- _To do_:
The required output is every entry, printed exactly as written.

[Region pointing data]
——

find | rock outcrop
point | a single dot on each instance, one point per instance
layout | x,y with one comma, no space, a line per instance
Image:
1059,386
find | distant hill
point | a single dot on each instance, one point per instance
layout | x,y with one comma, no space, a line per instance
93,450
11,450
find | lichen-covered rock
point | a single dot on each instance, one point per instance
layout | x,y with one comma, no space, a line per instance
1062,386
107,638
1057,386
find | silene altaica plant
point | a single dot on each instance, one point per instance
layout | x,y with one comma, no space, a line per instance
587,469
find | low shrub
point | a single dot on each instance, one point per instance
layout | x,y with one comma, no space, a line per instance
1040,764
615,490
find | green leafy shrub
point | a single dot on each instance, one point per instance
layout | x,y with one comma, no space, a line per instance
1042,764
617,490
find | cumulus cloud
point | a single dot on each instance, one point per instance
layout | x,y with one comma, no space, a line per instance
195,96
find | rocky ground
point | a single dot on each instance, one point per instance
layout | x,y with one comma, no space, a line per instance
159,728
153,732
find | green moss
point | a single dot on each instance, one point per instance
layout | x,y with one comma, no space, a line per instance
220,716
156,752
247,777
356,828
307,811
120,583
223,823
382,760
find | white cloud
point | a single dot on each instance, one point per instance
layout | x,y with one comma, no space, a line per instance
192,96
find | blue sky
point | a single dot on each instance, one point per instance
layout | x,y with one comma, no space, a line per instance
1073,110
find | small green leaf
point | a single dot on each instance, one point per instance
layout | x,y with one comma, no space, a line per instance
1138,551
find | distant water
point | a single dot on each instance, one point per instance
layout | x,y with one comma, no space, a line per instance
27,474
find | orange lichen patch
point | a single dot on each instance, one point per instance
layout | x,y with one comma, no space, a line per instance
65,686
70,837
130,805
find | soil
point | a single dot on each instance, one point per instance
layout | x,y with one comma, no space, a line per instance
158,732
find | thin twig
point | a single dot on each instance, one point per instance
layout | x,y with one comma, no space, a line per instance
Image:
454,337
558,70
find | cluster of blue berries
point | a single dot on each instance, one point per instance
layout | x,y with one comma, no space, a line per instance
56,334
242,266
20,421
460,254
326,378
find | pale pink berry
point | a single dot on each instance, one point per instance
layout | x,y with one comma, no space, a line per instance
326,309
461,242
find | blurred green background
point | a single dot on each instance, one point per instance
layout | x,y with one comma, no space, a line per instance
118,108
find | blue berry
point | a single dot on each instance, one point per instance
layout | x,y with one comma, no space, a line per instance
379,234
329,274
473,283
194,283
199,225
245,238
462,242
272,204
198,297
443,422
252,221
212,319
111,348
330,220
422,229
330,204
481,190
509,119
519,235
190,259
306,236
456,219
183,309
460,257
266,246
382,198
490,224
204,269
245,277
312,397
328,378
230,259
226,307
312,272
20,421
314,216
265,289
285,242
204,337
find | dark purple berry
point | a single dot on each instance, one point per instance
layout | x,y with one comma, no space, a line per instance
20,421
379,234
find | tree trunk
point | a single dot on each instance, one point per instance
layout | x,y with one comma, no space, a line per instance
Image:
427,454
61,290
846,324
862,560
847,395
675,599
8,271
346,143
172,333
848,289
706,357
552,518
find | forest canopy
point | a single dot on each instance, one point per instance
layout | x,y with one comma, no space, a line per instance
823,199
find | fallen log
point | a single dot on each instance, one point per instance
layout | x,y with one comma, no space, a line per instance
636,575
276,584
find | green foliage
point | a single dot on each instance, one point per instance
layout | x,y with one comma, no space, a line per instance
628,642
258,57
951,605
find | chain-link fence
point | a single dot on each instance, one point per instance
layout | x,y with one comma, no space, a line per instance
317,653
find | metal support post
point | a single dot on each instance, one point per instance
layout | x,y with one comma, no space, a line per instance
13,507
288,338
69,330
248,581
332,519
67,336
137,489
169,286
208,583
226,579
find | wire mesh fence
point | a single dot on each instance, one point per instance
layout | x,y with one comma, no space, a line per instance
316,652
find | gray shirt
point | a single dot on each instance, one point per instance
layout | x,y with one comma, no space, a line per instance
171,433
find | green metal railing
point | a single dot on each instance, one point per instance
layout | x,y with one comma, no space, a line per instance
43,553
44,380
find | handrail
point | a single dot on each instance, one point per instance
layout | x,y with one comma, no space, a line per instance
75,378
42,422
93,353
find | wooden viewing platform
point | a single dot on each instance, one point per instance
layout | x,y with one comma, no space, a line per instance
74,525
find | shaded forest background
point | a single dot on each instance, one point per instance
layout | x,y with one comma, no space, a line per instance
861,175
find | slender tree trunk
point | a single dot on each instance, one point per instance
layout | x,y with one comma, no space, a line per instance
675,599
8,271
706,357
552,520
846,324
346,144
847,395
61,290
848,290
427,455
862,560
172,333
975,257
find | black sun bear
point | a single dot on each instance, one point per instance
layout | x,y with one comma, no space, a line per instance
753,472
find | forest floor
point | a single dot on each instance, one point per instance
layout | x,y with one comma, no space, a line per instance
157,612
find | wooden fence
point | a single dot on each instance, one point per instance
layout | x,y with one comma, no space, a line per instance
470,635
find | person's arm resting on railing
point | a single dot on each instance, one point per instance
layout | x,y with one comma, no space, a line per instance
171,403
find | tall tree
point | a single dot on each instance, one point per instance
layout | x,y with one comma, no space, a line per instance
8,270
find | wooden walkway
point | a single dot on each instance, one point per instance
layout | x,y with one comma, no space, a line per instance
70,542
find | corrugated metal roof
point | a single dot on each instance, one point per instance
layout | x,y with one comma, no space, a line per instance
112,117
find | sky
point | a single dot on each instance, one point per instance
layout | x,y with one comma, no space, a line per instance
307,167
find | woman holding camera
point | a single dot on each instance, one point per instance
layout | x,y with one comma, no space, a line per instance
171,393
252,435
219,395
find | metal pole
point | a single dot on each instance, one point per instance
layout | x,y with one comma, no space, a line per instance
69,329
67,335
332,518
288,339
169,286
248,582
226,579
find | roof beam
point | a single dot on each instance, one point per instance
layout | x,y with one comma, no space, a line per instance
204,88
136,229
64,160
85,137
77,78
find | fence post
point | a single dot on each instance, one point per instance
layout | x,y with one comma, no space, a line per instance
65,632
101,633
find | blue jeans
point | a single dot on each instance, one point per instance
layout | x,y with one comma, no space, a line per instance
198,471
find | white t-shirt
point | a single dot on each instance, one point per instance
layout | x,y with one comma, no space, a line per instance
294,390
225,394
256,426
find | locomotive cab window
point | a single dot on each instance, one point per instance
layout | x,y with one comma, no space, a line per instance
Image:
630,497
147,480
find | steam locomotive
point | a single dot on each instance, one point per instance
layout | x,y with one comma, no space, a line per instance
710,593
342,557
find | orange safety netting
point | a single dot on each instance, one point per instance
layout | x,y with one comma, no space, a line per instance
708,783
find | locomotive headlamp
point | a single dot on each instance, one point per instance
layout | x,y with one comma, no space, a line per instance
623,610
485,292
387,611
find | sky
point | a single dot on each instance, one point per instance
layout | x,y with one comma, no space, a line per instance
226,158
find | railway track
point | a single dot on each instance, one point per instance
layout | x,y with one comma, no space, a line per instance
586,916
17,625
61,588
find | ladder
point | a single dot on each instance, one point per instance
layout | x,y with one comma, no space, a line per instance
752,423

——

- _Reply_:
find | rock outcrop
point | a single dot on each instance, one point per instance
layout | x,y with one comma, no space, a line per instance
Image:
1059,386
find | distant hill
point | a single dot on each instance, one point per instance
layout | x,y with one comma, no space, a line per instance
93,450
11,450
find | lichen-covered rock
point | a single dot on each instance, one point per instance
layout | x,y with one comma, no space, a line per instance
1062,386
107,638
1057,386
find | silene altaica plant
point | a single dot on each instance, one point per instance
layout | x,y with one comma, no space, a line per instance
587,469
find | low shrub
point | a single dot on each instance, one point per instance
layout | x,y with one comma, no space, a line per instance
1040,764
615,490
find | green leafy shrub
point | a single dot on each instance, one point per instance
layout | x,y with one comma, no space, a line per instance
1042,764
617,490
find | cumulus cloud
point | a single dot on each instance, one point per instance
layout | x,y with one comma, no space, a line per instance
195,96
find | rocky ground
point | a single dot on each instance, one point per instance
layout | x,y with one comma, no space, a line per instance
159,728
153,732
find | green moss
point | a single dot on each instance, one point per instance
layout | x,y with one comma, no space, a line per instance
220,716
156,752
247,777
356,828
307,811
120,583
223,823
382,760
find | white cloud
point | a single dot on each instance, one point per instance
layout | x,y with one comma, no space, a line per instance
192,96
find | blue sky
point | a single dot on each instance, one point per instance
layout | x,y with one comma, no space, a line per instance
1073,110
find | small green leaf
point | a single dot on each instance, one point per instance
layout | x,y with one comma, no space, a line per instance
1138,551
find | distant water
point | a single dot on each instance, one point per instance
layout | x,y with one comma, no space, a line per instance
27,474
find | orange lichen patch
point | a single dot on each instance, one point per instance
layout | x,y with one comma, no space, a line per instance
65,686
70,837
130,805
find | soil
point | a single dot on each instance, one point per instance
layout | x,y with one comma, no space, a line per instance
158,732
find | thin twig
point | a single dot on each instance, one point per instance
layout | x,y with one comma, no space, a line per instance
Image:
454,337
558,70
find | cluster of blue berries
point | a single dot on each instance, one point per instance
layout | x,y with one comma, no space, a line per instance
56,334
242,266
20,421
460,254
326,378
find | pale pink berry
point | a single dot on each instance, one point per instance
layout | x,y with one comma, no space, a line per instance
326,309
461,242
find | blurred green background
point | a single dot on each instance, one point per instance
layout | x,y with one comma, no space, a line per instance
118,108
find | blue berry
point | a single dot on each instance, one point per instance
layout | x,y with one comma, no space, a line per instance
379,234
329,274
473,283
194,283
199,225
245,238
462,242
272,204
198,297
443,422
252,221
212,319
111,348
330,220
422,229
330,204
481,190
509,119
519,235
190,259
306,236
456,219
183,309
460,257
266,246
382,198
490,224
204,269
245,277
312,397
328,378
230,259
226,307
312,272
20,421
314,216
265,289
285,242
204,337
find | dark purple berry
point | a single dot on each instance, one point per instance
layout | x,y with one comma, no space, a line per instance
20,421
379,234
find | tree trunk
point | a single dot on each instance, one point per instance
layout | x,y with one comma, no space, a line per instance
Image:
427,454
61,290
846,324
862,560
847,395
675,599
8,271
346,143
172,333
848,289
706,357
552,518
find | forest canopy
point | a single dot on each instance, one point per instance
layout | x,y with one comma, no space, a line per instance
823,199
find | fallen log
point | a single dot on each instance, one point per instance
layout | x,y with one comma, no space, a line per instance
636,575
276,584
find | green foliage
point | a single dot on each instance, one point per instance
layout | x,y with one comma, no space, a line per instance
628,642
258,57
951,605
find | chain-link fence
point | a single dot on each instance, one point per instance
layout | x,y with one comma, no space, a line per instance
317,653
find | metal support post
point | a single dot on each instance, one point per instance
layout | x,y with one comma, no space, a line per instance
13,507
288,338
69,330
248,581
332,519
67,336
137,489
169,286
208,583
226,579
find | wire mesh fence
point | a single dot on each instance, one point per instance
layout | x,y with one comma, no space, a line per instance
316,652
find | gray shirt
point | a single dot on each instance, one point per instance
layout | x,y with one comma, no space, a line per instance
171,433
find | green metal railing
point | a single dot on each instance, one point per instance
layout | x,y with one comma, no space, a line per instance
43,553
44,380
find | handrail
point | a single dot on each instance, one point per instance
layout | x,y with one comma, no space, a line per instance
75,378
42,422
93,353
find | wooden viewing platform
point | a single dot on each instance, one point per instance
layout | x,y with one comma, no space, a line per instance
74,525
find | shaded forest background
point | a single dot on each instance, one point per instance
layout | x,y with one comma, no space, a line per instance
861,175
find | slender tree trunk
point | a single dot on each instance, one point per instance
layout | x,y with one comma, no space, a line per instance
675,599
8,271
706,357
552,520
846,324
346,144
847,395
61,290
848,290
427,455
862,560
172,333
975,257
find | black sun bear
point | a single dot on each instance, one point per instance
layout | x,y with one comma, no space, a line per instance
753,472
find | forest floor
point | a single dot on each instance, one point per instance
layout | x,y with one comma, no space, a line per instance
157,612
find | wooden fence
point | a single dot on each instance, one point per instance
layout | x,y with one comma, no space, a line per instance
470,635
find | person's arm resting on railing
point | a single dot on each instance, one point per instance
layout | x,y with one comma, no space, a line per instance
171,403
find | tall tree
point | a single dot on each instance, one point per instance
layout | x,y with one comma, no space, a line per instance
8,270
find | wooden walkway
point | a single dot on each instance, one point per instance
layout | x,y with one comma, no space, a line per instance
70,542
find | corrugated metal roof
point | a single dot on each instance, one point per instance
layout | x,y with one comma, no space, a line per instance
112,117
find | sky
point | a single dot on each instance, one point per instance
layout | x,y with one comma, no space, a line per instance
307,167
find | woman holding camera
point | a single dot on each instance, one point per instance
layout | x,y with one comma, no space, a line per instance
171,393
252,435
219,395
find | metal pole
point | a single dot on each instance, one point per instance
layout | x,y with one comma, no space, a line per instance
69,329
67,335
332,518
288,339
169,286
248,582
226,579
find | roof beam
point | a single dot on each instance, one point per instance
layout | x,y with one comma, no space, a line per instance
204,88
136,229
64,160
85,137
77,78
find | fence post
point | a single dot on each instance, one point per instance
layout | x,y with one comma, no space, a line per instance
65,632
101,633
find | blue jeans
point | a single dot on each instance, one point per instance
layout | x,y with one comma, no space, a line per instance
198,471
find | white t-shirt
point | a single dot on each instance, one point per instance
layout | x,y with one comma, no space, a line per instance
294,390
225,394
256,426
find | locomotive cab window
point | a single dot on each instance, one point per instance
layout | x,y with one comma, no space, a line per instance
Image:
630,497
147,480
find | steam locomotive
point | a single dot on each instance, one point per instance
layout | x,y with one comma, no space, a line per instance
710,593
342,557
find | orange safety netting
point | a single dot on each instance, one point per instance
layout | x,y with one comma, no space, a line per instance
708,783
find | locomotive headlamp
point | a single dot on each instance, one point per instance
layout | x,y with one comma, no space, a line per instance
623,610
485,292
387,611
find | sky
point | a single dot on each instance, one point per instance
layout | x,y with one comma, no space, a line per instance
226,158
find | railway track
point | a single dot on each instance, one point per instance
layout | x,y with one comma, no space, a line per instance
586,916
17,625
61,588
find | ladder
point | a single dot on each instance, one point per instance
layout | x,y with one comma, no space, a line per instance
752,423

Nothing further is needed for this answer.